> [Job]
Copy out all the data, word for word.

> [Records for the exercise]
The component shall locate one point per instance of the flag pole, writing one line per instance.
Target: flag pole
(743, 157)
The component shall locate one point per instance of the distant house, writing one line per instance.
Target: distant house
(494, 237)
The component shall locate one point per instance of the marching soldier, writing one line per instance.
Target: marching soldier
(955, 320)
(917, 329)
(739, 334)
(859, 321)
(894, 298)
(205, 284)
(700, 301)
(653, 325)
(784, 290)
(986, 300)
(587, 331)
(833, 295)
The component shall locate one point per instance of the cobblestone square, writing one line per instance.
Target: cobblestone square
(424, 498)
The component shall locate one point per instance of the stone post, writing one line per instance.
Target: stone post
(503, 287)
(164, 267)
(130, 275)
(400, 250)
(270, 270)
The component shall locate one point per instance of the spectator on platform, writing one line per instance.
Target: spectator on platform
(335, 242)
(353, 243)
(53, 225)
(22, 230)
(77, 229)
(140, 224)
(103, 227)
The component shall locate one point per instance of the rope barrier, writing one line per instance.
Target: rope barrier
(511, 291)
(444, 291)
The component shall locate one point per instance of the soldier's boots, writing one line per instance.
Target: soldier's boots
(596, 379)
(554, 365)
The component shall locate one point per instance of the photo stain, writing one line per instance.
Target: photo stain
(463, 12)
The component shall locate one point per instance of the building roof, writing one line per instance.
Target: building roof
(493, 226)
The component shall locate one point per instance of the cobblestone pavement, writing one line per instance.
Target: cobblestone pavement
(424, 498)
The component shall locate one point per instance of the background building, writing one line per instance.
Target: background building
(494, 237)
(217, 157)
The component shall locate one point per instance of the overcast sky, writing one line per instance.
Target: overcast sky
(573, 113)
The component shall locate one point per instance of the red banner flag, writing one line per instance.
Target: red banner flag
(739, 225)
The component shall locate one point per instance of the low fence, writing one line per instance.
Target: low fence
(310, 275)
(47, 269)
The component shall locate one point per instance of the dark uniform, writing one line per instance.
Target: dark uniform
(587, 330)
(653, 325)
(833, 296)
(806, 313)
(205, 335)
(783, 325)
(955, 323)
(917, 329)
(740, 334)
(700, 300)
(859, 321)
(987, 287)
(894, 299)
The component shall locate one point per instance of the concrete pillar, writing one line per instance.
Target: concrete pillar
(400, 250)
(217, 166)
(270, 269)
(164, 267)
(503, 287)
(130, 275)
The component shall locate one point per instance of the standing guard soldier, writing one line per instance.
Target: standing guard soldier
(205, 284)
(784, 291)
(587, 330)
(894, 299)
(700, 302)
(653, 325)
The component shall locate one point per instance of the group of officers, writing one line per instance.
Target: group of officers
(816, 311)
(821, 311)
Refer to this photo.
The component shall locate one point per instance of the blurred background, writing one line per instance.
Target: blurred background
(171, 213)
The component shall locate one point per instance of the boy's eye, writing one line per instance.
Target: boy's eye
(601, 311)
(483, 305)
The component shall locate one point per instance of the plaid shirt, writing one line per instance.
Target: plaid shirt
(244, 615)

> [Finished exercise]
The component shall locate one point per instance of the flag pole, writing one line per instance.
Target: flag pole
(743, 157)
The component shall locate one point per instance of the distant house, writing one line per instance.
Target: distant house
(494, 237)
The component shall locate one point per instance of the marching soldier, writing one line per instance.
Target: marching soldier
(955, 320)
(917, 329)
(739, 334)
(859, 321)
(894, 298)
(205, 284)
(700, 301)
(653, 325)
(784, 290)
(986, 300)
(587, 331)
(833, 295)
The component shall locate one point per instance of the cobblestone square, writing one line per instance.
Target: cobblestone square
(424, 498)
The component shall locate one point per instance of the stone post, writing one line per instance.
Target: stone post
(503, 287)
(164, 267)
(130, 275)
(400, 250)
(270, 270)
The component shall locate one point per instance of the spectator on platform, writing one line per instance.
Target: spectator on platform
(335, 242)
(353, 243)
(53, 225)
(22, 230)
(77, 229)
(140, 224)
(103, 227)
The component shall locate one point per instance of the rope barrier, writing one line per instance.
Target: rope barrier
(511, 291)
(444, 291)
The component shall locate one point per instance of the soldier's boots, writing one line per instance.
Target: soldier's boots
(596, 379)
(554, 365)
The component shall locate one point per instance of the photo stain, writing one line per instance.
Target: photo stain
(463, 12)
The component shall locate one point per instance of the building roof, writing one line per instance.
Target: building roof
(493, 226)
The component shall locate one point per instance of the cobblestone pavement, writing one line per instance.
Target: cobblestone pavement
(424, 498)
The component shall locate one point per instance of the background building, writing one line per instance.
Target: background building
(494, 237)
(217, 157)
The component shall locate one point per instance of the overcast sky, writing one line per instance.
Target: overcast sky
(573, 113)
The component shall locate one point per instance of the red banner flag, writing one line per instance.
Target: red banner flag
(739, 225)
The component shall locate one point per instance of the low fence, writing one line per instance.
Target: low fence
(310, 275)
(47, 269)
The component shall locate one point per instance of the dark uniform, writing one line per instance.
Target: dark uniform
(587, 330)
(653, 325)
(833, 296)
(806, 313)
(205, 335)
(783, 325)
(955, 323)
(917, 329)
(740, 334)
(700, 300)
(859, 321)
(987, 287)
(894, 299)
The component shall locate one point per instance of the concrete pillar, writing one line per instance.
Target: concrete pillar
(400, 250)
(217, 166)
(270, 269)
(164, 267)
(503, 287)
(130, 275)
The component shall locate one point per instance of the standing guard soldier, writing one line per instance.
Target: standing guard soldier
(205, 284)
(784, 291)
(587, 330)
(894, 299)
(700, 302)
(653, 325)
The component shall locate one point per instance of the group of officers, writing one line per instance.
Target: group of officers
(816, 311)
(821, 311)
Refer to this photo.
The component shall locate one point per instance of the blurred background, writing one line per instance.
Target: blurred background
(171, 213)
The component shall locate one point per instance of the boy's eye, writing one line per instance.
Target: boy's eye
(601, 311)
(483, 305)
The component shall locate one point per instance of the plaid shirt, writing one line per instance.
Target: plaid shirt
(244, 615)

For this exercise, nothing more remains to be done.